Work request — Every line below that holds the word "bush" counts once; please tally them and give only the total.

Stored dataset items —

::::

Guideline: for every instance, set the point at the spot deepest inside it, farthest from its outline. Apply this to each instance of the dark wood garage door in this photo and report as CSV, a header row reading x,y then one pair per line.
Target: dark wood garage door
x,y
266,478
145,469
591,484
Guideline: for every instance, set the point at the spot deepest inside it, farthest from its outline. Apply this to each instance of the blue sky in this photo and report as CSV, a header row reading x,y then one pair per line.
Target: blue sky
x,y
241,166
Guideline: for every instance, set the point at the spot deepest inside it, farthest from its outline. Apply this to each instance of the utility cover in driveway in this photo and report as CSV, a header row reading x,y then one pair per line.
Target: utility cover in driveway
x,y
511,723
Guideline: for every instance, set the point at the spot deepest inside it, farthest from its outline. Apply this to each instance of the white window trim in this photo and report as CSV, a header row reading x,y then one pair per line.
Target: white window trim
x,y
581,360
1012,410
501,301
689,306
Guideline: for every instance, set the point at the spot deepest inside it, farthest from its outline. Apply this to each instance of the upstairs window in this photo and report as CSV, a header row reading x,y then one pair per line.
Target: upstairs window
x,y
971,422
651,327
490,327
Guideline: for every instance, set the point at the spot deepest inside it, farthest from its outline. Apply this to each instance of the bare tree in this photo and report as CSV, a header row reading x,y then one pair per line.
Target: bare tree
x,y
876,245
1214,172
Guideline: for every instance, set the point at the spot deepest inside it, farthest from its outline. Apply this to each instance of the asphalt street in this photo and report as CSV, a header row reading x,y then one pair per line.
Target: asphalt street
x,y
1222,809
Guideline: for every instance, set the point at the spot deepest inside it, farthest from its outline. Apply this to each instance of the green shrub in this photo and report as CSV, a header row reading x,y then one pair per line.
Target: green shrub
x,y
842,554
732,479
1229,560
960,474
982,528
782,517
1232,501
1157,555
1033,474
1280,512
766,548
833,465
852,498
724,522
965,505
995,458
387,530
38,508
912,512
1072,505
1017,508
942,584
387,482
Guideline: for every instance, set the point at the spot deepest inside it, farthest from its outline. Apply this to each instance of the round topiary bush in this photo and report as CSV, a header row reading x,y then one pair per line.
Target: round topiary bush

::::

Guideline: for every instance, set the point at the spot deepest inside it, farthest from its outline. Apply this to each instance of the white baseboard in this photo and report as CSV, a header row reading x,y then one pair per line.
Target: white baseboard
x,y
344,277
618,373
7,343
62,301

::::

Result below — 2